╭──
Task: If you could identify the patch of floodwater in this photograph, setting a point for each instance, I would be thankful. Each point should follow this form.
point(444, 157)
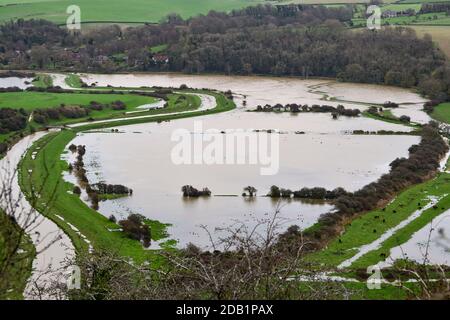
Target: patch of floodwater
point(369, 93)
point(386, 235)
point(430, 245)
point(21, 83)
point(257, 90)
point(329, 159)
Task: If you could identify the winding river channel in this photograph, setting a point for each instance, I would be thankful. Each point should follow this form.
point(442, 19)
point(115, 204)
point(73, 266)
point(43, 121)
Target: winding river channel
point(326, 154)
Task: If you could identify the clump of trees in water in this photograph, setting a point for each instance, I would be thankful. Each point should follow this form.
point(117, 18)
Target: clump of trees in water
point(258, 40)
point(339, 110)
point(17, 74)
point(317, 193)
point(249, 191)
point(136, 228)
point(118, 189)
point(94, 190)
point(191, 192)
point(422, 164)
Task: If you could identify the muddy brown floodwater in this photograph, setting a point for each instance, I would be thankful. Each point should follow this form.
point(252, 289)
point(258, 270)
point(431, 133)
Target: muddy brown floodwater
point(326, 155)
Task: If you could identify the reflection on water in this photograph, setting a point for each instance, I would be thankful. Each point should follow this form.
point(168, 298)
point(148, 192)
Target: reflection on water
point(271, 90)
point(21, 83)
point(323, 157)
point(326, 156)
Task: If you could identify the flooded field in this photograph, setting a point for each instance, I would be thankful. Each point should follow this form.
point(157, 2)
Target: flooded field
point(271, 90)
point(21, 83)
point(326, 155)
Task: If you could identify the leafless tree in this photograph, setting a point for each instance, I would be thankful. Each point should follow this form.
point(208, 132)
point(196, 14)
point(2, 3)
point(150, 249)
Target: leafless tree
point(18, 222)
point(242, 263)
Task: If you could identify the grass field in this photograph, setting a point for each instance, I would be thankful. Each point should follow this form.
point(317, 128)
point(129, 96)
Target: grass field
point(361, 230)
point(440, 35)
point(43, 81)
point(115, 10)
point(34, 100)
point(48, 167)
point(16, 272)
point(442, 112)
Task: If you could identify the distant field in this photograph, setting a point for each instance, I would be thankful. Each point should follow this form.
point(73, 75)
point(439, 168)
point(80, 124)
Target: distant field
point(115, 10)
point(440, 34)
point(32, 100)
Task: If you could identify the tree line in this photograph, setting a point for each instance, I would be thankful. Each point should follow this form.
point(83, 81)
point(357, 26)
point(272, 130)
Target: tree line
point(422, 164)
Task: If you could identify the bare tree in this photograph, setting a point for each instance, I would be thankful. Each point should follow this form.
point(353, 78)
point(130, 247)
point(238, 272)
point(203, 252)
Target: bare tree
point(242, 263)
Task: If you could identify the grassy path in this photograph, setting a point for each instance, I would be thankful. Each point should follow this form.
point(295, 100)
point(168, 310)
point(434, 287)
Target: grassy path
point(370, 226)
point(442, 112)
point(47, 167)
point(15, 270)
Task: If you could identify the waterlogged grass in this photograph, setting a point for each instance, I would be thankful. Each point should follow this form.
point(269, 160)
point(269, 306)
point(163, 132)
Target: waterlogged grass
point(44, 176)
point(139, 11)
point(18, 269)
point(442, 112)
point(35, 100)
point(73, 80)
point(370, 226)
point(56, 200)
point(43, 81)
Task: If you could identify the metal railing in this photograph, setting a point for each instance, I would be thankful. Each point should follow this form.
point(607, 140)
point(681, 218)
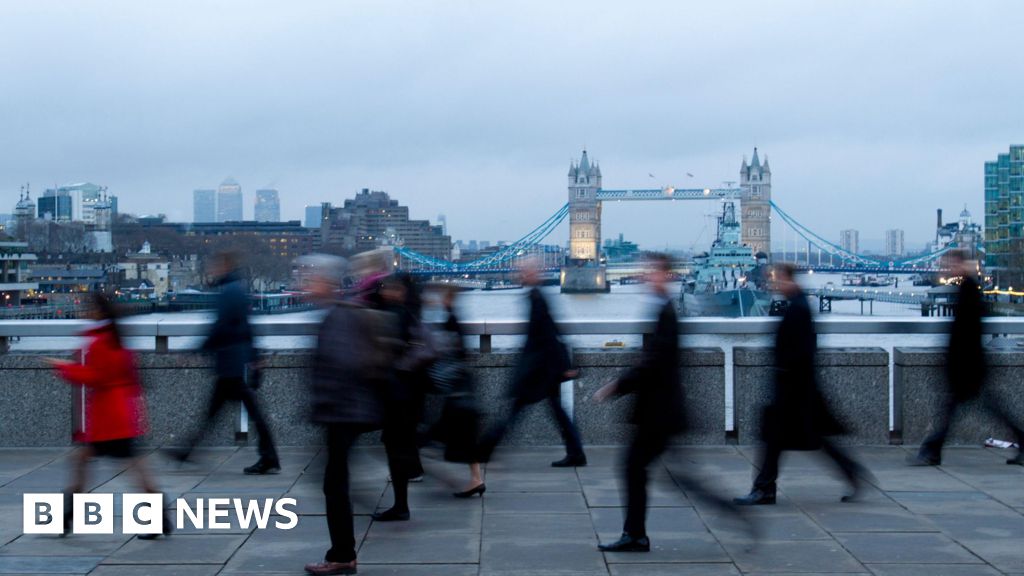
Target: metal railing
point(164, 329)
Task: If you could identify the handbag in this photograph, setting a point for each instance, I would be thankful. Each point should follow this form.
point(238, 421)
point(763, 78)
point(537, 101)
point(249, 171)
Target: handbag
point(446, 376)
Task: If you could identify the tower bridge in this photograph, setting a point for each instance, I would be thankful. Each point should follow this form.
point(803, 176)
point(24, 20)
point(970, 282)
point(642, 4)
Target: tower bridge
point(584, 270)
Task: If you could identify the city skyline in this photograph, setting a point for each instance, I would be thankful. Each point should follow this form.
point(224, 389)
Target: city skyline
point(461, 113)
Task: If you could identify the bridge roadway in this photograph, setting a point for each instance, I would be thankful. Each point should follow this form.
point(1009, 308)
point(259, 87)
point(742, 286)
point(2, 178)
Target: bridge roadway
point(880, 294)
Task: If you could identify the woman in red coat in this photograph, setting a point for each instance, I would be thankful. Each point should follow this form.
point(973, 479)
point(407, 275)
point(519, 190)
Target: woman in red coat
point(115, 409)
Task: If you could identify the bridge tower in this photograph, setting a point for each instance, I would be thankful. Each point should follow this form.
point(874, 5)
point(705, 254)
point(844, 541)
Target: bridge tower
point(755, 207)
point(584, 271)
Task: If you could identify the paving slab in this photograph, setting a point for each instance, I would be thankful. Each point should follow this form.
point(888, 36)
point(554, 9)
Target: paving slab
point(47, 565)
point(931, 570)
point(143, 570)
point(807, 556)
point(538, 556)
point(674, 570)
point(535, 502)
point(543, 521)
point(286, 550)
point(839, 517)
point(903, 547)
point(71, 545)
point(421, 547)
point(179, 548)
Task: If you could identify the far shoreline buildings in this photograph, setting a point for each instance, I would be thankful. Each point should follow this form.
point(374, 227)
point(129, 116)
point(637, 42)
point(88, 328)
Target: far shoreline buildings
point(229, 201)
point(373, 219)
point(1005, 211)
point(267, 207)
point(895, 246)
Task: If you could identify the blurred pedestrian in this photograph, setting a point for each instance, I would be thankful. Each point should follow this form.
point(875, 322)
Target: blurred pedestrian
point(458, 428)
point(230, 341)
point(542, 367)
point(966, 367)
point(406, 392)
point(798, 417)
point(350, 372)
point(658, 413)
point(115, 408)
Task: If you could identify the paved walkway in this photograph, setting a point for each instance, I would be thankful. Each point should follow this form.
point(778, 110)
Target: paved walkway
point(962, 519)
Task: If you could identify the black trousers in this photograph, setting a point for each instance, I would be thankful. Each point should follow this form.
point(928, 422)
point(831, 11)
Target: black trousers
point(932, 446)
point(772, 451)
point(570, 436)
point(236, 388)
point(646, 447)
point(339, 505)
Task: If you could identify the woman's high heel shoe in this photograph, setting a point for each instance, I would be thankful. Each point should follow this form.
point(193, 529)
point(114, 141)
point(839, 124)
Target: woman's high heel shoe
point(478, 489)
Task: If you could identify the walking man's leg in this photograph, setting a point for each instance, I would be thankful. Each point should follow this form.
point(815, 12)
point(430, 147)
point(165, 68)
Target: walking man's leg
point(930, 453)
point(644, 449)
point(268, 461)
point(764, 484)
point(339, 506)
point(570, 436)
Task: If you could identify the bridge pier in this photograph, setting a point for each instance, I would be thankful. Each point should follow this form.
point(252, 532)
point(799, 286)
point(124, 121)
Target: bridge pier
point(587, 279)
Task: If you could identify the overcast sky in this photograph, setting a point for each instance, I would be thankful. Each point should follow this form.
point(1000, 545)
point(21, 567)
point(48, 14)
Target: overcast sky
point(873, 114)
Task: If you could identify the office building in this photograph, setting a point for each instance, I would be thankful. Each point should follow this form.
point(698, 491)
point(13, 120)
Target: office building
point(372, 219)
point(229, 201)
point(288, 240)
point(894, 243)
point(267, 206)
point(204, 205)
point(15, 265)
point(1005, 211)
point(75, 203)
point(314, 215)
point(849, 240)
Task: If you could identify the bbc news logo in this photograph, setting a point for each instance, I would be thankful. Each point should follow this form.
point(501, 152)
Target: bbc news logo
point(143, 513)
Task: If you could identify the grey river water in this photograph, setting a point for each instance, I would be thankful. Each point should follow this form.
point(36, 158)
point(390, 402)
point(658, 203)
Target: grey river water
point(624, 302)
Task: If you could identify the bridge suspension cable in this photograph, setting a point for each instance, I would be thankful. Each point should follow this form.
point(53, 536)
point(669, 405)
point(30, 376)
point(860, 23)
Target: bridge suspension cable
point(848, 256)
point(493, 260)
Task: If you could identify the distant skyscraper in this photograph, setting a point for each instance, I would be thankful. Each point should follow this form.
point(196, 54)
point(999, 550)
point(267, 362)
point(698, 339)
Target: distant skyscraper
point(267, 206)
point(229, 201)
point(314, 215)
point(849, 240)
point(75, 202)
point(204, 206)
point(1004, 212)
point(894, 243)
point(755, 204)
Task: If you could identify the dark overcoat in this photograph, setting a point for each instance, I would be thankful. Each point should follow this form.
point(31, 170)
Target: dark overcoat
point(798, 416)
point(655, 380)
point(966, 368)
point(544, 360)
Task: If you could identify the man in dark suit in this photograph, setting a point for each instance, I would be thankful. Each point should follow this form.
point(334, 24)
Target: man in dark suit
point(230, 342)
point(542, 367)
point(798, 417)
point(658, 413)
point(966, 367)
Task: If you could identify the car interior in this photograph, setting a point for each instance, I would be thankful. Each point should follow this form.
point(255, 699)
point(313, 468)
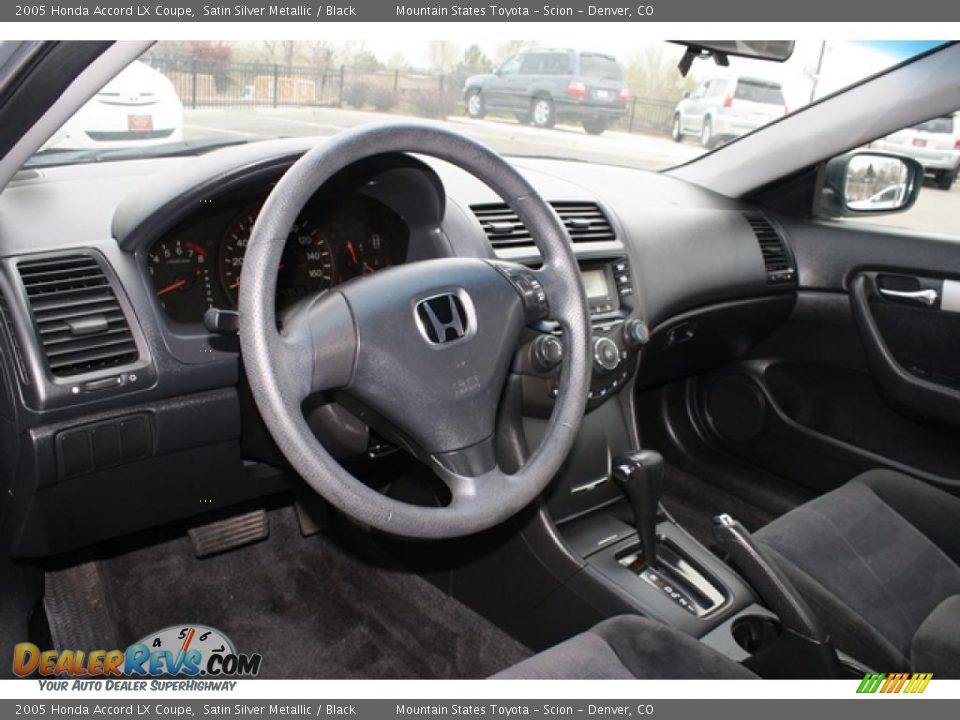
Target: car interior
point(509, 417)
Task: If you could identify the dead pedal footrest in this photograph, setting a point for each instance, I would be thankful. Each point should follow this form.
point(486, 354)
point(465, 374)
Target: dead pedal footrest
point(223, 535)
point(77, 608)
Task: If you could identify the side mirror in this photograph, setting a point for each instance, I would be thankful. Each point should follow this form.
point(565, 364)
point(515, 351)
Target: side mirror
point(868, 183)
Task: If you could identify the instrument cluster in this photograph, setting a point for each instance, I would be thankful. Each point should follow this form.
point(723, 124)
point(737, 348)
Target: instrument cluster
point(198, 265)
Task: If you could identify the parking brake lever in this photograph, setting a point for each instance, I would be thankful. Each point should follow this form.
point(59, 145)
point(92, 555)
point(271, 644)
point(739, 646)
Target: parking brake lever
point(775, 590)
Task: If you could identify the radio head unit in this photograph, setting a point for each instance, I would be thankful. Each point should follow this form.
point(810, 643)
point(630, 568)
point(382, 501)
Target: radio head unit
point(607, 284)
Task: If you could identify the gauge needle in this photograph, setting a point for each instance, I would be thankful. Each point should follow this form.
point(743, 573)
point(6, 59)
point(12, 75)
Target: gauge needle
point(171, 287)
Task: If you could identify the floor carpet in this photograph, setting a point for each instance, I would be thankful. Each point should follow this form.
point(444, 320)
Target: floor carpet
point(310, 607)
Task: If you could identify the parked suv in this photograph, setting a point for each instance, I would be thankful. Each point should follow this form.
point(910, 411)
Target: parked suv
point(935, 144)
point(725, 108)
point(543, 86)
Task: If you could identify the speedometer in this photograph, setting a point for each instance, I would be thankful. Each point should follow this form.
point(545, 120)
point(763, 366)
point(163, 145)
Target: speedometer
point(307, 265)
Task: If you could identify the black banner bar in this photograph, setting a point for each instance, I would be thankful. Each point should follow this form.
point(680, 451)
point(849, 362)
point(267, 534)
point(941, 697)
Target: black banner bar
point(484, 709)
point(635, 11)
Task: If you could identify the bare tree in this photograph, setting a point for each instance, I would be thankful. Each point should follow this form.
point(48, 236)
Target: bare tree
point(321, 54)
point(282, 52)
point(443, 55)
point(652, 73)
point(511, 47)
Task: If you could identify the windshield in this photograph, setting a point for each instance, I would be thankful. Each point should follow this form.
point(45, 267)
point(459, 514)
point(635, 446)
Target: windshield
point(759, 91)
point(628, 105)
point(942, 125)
╰──
* [What you should do]:
Could you convert the lines from the one with "Task: If you could identify the tower" to the one with "point(584, 271)", both included, into a Markdown table with the columns No. and Line, numbering each line in order and leaving out any blank lines?

* [Task result]:
| No. | Line |
|---|---|
| 1 | Task: If you could identify the tower bridge in this photograph, setting a point for each instance, I would be thankful. Each point should follow this form. |
| 2 | point(803, 176) |
| 3 | point(24, 20) |
| 4 | point(970, 282) |
| 5 | point(642, 4) |
| 6 | Target: tower bridge |
| 7 | point(584, 270) |
| 8 | Task: If you could identify the city skyline in this photograph, setting a point for each instance, I would be thankful. Each point should follow this form. |
| 9 | point(224, 389) |
| 10 | Target: city skyline |
| 11 | point(461, 113) |
| 12 | Task: If you could identify the bridge roadway in this photograph, setting a point for each instance, I would be thankful. Each point should follow this form. |
| 13 | point(1009, 308) |
| 14 | point(259, 87) |
| 15 | point(742, 286) |
| 16 | point(2, 178) |
| 17 | Target: bridge roadway |
| 18 | point(880, 294) |
| 19 | Task: If you could identify the woman in red coat in this photograph, setting a point for each instance, I would be thankful. Each point should follow this form. |
| 20 | point(973, 479) |
| 21 | point(407, 275) |
| 22 | point(519, 190) |
| 23 | Target: woman in red coat |
| 24 | point(115, 409) |
| 25 | Task: If you could identify the bridge tower in this photograph, setting a point for each instance, I would be thankful. Each point should follow this form. |
| 26 | point(874, 5) |
| 27 | point(705, 254) |
| 28 | point(844, 541) |
| 29 | Target: bridge tower |
| 30 | point(755, 207) |
| 31 | point(584, 271) |